Rename "yellow stripe" to "yellow band" in the entries, starting with the line that contains "[indicate] yellow stripe" and going on through the line that contains "Query: yellow stripe". Give only those lines, with nothing else changed.
[INPUT MATERIAL start]
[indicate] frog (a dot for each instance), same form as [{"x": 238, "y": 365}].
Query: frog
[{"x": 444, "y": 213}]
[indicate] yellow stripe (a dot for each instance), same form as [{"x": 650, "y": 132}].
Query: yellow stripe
[INPUT MATERIAL end]
[INPUT MATERIAL start]
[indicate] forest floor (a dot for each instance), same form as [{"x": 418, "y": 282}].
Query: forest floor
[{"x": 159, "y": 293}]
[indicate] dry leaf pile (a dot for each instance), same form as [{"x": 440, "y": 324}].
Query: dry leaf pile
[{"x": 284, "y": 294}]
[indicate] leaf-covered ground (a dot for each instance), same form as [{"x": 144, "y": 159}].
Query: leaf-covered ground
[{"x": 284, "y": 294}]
[INPUT MATERIAL end]
FULL ANSWER:
[indicate] yellow band (a dot for each instance), same form as [{"x": 650, "y": 132}].
Query: yellow band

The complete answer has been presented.